Stored data entries:
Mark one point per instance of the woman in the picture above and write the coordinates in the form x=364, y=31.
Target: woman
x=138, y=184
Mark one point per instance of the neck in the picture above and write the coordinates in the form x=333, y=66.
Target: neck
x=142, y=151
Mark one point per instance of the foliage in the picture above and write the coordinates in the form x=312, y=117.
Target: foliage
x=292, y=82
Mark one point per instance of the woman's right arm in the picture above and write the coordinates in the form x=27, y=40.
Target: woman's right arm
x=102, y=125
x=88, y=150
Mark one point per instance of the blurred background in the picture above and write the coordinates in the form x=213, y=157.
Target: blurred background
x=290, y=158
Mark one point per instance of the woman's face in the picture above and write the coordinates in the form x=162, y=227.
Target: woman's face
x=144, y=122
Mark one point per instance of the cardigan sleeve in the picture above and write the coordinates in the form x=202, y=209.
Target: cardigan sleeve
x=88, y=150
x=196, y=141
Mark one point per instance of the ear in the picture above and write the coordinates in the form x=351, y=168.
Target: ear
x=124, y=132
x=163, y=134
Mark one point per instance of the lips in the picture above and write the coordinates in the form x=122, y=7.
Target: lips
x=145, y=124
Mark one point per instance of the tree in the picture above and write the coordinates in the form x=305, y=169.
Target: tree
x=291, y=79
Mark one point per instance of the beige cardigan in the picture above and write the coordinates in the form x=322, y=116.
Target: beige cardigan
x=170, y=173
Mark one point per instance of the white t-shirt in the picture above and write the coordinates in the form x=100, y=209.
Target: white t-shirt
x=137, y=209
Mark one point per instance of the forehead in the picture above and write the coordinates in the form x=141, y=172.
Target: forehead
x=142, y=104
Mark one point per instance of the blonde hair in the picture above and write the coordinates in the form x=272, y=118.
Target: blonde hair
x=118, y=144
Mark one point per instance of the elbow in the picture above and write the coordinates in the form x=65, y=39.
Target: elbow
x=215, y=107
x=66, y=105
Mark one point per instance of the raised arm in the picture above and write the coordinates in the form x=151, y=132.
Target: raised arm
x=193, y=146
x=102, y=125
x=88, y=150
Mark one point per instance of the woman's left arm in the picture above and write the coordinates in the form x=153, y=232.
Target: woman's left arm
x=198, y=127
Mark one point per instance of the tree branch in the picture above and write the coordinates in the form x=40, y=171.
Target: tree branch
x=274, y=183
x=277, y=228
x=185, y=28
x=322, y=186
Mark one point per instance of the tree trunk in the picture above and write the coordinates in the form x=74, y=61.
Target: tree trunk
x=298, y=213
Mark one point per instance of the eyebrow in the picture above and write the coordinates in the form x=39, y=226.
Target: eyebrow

▸ **Exercise objective**:
Send back the lines of the records word for word, from the very first through the line containing "Mark one point per instance of the neck".

▸ **Expected answer**:
Mark one point per instance of the woman in the picture above and write the coordinates in the form x=364, y=31.
Target: woman
x=138, y=184
Mark one point per instance of the neck in the picture above and write the coordinates in the form x=333, y=66.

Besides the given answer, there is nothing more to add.